#### [Exercise 1]
Please list the three things that the program description says participants learn to understand as part of the patients' experience.
#### [Exercise 2]
According to the program description, what certification does the curriculum lead to?
#### [Exercise 3]
Decide whether each statement agrees with the program description. Answer yes or no, and quote the words of the text that decide it.
(a) Each student must complete an internship before graduation.
(b) The program trains only professional musicians.
(c) No credit is given for previous experience or education.

With this in mind, The Music for Healing and Transaction Program came into being as a scientifically based program that does not ignore the philosophical aspects of our work. We train musicians at all levels of skill from beginners to professionals to play for the purpose of creating a healing atmosphere in hospitals, hospices, and other medical institutions. We offer a curriculum of both musical and medical subjects, leading to certification as a Music Practitioner.
Some of our instructors are professional musicians, some are medical personnel, some education specialist. All are dedicated to bringing music into the healing experience.
Among other skills, participants in the program learn to play different styles of music for different types of patients. They also learn to understand hospital equipment, procedures, and medications which are part of the patients' experience. And before graduation, each student must complete an internship.
Students may choose the circumstances and length of time of their course of study; they may come to one or more of the centers for a few days, weeks, or months at a time until they have completed the program. Credit is given for applicable previous experience and education. After graduation, ongoing renewal retreats and support groups provide inspiration for graduates' work.

#### [Recorded data]
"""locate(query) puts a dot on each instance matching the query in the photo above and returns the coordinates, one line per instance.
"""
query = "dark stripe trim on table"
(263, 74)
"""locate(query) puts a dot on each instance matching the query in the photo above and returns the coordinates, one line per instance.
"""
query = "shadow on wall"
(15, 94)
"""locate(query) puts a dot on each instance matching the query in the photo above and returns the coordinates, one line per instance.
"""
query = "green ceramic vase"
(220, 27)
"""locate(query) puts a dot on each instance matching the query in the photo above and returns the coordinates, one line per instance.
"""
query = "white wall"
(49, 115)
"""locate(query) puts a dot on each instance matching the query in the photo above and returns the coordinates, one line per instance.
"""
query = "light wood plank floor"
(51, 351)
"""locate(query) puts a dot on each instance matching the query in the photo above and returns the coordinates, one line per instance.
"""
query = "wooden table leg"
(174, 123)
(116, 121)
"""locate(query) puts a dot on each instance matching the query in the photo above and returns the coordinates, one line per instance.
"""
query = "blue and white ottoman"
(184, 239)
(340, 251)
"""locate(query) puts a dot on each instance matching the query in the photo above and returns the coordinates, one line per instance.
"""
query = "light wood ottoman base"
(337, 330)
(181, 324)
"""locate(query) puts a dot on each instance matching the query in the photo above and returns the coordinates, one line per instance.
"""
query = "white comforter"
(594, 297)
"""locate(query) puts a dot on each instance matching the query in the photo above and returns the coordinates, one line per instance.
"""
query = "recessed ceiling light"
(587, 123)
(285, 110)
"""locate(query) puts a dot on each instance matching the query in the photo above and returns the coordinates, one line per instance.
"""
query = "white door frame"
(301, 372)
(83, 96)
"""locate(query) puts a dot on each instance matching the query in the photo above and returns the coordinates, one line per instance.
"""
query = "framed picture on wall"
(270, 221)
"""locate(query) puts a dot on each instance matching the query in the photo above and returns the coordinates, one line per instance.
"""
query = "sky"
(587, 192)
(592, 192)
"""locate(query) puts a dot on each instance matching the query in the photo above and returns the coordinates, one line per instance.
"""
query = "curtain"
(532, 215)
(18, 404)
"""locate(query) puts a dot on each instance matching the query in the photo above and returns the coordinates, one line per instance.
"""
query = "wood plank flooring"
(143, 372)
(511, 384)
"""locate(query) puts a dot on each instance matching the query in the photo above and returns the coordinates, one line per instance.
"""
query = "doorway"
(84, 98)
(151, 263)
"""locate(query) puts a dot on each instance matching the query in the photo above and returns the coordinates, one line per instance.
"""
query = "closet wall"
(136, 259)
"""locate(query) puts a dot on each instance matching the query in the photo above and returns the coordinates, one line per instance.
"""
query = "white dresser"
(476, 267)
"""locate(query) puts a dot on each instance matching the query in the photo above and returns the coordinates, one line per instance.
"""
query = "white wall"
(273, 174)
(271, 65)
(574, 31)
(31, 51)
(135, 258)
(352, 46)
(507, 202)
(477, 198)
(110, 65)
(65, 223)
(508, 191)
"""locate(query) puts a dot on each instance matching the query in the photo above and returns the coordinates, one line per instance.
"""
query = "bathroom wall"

#### [Solution 1]
- Hospital equipment
- Procedures
- Medications

#### [Solution 2]
Certification as a Music Practitioner.

#### [Solution 3]
(a) Yes: "before graduation, each student must complete an internship."
(b) No: "We train musicians at all levels of skill from beginners to professionals"
(c) No: "Credit is given for applicable previous experience and education."